--- begin Dataset entries ---

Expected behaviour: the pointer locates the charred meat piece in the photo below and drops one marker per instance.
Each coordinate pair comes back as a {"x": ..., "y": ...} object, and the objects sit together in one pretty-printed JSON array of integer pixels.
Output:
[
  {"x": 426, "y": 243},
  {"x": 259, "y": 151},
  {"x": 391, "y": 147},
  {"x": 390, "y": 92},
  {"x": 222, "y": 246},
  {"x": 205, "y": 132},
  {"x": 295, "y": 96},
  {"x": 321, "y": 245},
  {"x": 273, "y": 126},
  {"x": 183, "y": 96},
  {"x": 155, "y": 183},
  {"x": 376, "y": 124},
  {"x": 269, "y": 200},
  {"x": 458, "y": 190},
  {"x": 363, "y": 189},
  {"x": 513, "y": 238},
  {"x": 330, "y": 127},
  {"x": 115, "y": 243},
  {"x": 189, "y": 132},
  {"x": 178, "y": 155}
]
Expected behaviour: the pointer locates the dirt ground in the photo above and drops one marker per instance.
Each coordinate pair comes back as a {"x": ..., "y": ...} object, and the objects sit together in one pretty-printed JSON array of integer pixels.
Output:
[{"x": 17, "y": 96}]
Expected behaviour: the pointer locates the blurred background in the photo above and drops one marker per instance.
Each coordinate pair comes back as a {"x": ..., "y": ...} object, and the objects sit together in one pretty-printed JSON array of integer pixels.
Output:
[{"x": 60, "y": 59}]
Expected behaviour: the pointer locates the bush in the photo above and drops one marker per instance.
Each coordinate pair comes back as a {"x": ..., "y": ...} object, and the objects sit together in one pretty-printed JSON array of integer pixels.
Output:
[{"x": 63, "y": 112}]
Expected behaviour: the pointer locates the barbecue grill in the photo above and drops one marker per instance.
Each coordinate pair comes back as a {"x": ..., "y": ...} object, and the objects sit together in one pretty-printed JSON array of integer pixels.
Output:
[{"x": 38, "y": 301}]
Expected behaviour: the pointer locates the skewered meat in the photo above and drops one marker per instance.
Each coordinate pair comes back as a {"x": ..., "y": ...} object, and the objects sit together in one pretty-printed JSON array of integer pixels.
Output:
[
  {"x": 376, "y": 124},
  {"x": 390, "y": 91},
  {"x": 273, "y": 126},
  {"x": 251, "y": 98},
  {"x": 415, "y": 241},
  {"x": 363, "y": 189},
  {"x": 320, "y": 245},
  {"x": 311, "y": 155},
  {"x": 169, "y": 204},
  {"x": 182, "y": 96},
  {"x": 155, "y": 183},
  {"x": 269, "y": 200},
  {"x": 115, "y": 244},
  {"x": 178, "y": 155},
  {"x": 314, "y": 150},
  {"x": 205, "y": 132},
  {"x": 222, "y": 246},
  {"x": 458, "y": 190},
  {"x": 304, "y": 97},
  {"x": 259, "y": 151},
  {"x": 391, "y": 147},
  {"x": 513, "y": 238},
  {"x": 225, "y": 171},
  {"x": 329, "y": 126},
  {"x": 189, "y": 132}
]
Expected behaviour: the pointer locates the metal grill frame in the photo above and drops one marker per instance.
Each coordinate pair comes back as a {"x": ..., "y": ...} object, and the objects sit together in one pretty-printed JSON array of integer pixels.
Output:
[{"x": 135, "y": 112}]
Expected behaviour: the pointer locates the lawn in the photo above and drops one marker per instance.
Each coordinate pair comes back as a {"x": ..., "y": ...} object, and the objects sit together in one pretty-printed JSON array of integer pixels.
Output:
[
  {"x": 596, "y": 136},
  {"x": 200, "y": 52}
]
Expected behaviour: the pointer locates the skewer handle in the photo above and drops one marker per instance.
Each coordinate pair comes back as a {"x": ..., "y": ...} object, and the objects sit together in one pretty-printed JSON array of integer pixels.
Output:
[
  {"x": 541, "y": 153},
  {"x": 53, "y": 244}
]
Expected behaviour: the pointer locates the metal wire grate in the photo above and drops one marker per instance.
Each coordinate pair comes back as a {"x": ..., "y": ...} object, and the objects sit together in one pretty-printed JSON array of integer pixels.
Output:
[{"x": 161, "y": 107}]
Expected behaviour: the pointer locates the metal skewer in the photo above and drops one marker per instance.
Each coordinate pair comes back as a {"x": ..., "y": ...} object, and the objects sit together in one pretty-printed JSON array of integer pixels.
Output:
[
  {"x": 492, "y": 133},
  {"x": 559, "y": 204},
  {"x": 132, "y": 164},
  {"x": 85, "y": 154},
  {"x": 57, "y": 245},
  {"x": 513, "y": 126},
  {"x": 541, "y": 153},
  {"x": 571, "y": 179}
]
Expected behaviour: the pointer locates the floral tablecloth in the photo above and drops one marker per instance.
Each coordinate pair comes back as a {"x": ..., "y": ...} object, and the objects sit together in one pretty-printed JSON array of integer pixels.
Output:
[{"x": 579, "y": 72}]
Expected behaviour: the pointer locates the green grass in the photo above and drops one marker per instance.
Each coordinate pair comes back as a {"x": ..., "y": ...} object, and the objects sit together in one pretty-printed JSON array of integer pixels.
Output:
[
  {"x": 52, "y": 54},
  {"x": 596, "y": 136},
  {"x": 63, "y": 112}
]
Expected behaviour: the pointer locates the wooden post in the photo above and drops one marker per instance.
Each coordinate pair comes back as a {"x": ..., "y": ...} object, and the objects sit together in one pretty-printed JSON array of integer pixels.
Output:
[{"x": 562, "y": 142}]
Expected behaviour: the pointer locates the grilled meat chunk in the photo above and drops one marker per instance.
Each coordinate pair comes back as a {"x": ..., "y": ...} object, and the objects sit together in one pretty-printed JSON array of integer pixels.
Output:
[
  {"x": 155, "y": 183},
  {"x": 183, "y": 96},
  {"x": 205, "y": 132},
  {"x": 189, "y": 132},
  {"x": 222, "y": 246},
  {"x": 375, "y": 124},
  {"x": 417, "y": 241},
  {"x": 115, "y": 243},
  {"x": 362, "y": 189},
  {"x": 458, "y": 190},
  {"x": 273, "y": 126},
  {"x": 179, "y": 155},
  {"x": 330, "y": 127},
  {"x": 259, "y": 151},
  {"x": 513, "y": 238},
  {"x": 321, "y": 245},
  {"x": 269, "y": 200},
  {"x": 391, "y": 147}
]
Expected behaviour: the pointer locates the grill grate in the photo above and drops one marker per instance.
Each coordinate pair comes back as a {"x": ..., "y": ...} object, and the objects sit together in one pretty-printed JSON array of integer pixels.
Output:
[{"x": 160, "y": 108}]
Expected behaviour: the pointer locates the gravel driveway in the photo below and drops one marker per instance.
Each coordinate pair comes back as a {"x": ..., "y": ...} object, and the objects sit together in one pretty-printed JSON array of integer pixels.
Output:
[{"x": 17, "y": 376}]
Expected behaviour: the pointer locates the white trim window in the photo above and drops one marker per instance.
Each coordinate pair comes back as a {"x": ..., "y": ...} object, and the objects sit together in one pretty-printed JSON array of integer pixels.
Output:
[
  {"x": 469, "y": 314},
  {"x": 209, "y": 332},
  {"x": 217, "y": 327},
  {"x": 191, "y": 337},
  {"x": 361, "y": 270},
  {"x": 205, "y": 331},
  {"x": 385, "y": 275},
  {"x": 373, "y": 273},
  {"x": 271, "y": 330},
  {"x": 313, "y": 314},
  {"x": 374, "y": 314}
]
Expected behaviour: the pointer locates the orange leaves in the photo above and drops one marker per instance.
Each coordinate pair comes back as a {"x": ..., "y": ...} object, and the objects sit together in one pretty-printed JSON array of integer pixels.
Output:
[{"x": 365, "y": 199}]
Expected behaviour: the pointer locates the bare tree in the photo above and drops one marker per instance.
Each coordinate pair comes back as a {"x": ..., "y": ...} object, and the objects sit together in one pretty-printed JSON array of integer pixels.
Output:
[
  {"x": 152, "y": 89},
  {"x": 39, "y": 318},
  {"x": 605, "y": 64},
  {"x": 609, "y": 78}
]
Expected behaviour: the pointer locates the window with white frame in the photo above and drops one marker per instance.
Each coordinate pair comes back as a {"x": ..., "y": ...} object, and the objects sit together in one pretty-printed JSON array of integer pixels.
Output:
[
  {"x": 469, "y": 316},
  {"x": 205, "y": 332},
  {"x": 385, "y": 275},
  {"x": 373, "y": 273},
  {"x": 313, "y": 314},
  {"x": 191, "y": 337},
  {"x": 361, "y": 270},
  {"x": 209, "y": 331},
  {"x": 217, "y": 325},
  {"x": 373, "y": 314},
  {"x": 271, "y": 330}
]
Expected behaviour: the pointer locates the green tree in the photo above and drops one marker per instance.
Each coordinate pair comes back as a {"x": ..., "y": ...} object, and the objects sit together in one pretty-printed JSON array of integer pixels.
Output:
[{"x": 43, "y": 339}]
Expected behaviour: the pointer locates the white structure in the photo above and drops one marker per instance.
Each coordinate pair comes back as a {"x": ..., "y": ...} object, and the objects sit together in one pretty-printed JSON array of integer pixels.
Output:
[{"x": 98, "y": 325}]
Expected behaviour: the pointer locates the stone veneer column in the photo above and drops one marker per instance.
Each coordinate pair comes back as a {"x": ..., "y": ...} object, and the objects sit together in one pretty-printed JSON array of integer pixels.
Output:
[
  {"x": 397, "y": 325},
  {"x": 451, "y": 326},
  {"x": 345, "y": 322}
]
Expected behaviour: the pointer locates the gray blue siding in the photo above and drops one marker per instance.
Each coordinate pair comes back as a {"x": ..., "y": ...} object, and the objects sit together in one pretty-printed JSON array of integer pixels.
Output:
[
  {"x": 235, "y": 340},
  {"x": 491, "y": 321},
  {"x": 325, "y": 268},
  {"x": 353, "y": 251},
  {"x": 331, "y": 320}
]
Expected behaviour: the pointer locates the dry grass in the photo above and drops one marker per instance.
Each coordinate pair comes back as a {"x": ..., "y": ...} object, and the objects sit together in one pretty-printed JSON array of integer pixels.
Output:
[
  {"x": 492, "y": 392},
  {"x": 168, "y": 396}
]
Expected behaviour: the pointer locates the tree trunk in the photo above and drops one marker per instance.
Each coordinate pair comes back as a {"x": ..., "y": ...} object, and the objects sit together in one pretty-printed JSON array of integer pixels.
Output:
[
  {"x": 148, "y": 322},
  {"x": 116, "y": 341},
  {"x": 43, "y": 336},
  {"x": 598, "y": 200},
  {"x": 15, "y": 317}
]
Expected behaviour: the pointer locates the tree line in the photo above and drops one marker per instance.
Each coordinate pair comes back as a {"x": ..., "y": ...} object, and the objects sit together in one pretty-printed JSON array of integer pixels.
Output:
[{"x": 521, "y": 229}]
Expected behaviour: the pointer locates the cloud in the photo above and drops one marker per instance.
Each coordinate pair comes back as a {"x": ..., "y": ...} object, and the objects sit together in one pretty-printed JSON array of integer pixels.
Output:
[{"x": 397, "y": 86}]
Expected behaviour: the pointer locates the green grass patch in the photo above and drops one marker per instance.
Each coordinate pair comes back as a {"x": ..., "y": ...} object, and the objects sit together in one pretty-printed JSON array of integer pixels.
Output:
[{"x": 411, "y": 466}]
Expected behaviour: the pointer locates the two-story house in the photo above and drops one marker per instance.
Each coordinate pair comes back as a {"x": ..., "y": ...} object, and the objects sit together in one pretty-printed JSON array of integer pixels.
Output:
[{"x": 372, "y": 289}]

--- end Dataset entries ---
--- begin Dataset entries ---

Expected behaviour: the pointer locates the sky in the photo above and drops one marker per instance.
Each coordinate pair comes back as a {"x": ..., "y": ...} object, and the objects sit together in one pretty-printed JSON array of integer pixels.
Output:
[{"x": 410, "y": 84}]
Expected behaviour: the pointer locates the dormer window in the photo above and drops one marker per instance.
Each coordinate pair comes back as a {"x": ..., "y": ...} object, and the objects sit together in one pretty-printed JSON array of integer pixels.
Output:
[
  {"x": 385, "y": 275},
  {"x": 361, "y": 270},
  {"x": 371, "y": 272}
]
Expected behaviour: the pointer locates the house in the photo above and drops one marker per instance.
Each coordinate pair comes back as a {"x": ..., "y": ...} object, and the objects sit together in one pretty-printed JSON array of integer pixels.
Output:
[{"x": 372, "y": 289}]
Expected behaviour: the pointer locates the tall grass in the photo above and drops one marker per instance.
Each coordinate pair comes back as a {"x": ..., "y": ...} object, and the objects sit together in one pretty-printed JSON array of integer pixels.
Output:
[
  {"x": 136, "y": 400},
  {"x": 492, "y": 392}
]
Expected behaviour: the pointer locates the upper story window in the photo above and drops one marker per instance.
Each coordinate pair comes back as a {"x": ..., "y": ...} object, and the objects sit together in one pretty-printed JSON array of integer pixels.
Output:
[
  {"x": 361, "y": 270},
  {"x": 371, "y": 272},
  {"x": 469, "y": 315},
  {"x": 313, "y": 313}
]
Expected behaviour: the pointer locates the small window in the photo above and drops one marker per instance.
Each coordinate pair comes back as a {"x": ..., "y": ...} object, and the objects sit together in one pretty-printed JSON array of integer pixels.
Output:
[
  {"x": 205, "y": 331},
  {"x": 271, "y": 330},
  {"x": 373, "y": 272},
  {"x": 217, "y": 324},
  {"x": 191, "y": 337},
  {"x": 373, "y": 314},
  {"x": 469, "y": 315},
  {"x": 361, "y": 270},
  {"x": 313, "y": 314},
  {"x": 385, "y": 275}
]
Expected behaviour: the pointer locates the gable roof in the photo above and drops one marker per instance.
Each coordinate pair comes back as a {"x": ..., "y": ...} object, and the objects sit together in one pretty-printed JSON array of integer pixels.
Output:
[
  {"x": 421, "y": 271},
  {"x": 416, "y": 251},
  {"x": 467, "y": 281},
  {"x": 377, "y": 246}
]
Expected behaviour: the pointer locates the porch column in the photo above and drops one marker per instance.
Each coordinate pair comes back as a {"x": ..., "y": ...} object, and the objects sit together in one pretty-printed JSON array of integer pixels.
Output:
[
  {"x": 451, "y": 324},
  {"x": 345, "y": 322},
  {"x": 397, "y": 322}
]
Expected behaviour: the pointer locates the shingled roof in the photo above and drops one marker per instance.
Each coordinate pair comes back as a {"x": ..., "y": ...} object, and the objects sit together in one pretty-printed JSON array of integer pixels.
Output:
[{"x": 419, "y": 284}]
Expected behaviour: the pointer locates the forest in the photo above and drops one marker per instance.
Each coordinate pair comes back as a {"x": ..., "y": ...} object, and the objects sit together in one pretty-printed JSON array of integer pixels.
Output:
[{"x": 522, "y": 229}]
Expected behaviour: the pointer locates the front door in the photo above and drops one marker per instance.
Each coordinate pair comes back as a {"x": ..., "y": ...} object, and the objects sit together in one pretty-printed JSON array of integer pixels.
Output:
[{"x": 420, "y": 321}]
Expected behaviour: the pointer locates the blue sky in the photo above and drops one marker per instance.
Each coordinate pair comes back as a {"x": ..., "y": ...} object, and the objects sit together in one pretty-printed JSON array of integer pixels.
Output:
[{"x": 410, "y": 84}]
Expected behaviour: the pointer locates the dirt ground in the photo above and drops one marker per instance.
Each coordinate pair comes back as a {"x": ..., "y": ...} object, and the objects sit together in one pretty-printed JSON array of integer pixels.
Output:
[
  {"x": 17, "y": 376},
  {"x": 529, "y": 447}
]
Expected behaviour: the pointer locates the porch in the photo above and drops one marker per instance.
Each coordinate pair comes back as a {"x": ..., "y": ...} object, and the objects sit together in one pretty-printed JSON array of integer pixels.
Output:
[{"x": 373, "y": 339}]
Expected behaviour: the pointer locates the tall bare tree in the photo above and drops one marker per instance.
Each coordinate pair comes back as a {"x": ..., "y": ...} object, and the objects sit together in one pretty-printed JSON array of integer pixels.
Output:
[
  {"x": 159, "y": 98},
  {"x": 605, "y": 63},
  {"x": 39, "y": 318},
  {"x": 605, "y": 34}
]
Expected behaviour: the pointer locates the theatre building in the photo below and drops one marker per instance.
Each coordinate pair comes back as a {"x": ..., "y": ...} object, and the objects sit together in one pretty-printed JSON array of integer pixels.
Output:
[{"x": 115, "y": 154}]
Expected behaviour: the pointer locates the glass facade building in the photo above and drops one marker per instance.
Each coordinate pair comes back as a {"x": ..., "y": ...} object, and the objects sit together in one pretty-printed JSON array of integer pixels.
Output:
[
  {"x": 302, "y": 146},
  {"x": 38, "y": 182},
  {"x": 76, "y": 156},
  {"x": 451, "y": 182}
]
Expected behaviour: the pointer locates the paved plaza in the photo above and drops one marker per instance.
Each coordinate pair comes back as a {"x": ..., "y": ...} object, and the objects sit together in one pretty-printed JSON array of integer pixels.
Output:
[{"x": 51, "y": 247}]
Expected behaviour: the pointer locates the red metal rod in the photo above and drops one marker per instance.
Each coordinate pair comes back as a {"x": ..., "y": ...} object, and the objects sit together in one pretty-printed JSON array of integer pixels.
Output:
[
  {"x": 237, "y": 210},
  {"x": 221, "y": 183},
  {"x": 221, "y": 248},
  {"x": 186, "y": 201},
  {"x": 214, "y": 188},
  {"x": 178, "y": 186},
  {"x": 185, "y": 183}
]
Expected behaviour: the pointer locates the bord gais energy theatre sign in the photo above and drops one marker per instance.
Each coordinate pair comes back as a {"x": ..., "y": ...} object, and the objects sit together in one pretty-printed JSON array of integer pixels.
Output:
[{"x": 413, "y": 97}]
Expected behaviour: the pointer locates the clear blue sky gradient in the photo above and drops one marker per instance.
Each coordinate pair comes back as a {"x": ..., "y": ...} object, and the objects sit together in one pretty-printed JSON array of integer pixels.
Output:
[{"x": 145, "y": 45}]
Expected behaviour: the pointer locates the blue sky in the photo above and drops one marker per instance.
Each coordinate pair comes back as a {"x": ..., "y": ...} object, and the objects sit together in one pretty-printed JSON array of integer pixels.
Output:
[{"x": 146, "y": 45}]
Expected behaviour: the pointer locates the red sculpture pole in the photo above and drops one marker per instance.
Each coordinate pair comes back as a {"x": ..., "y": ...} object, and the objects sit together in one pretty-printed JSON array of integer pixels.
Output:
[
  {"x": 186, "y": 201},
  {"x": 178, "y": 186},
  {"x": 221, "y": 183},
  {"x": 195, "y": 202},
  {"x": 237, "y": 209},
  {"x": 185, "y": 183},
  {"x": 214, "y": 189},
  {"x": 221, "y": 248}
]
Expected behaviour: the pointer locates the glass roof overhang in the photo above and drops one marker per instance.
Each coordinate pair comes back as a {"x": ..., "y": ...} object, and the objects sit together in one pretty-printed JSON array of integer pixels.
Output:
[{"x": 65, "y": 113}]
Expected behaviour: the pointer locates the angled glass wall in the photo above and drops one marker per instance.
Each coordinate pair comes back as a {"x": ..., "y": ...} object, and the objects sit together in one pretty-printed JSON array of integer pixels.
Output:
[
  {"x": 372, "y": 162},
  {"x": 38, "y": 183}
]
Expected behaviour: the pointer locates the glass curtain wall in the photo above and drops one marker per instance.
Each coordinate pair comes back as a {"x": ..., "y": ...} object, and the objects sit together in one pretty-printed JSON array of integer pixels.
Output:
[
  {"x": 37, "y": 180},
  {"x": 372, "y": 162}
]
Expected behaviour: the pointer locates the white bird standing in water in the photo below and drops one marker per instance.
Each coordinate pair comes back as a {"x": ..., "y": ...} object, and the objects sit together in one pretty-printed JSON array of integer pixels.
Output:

--- end Dataset entries ---

Work required »
Count the lines above that contain the string "grass". Reply with the number only.

The response »
4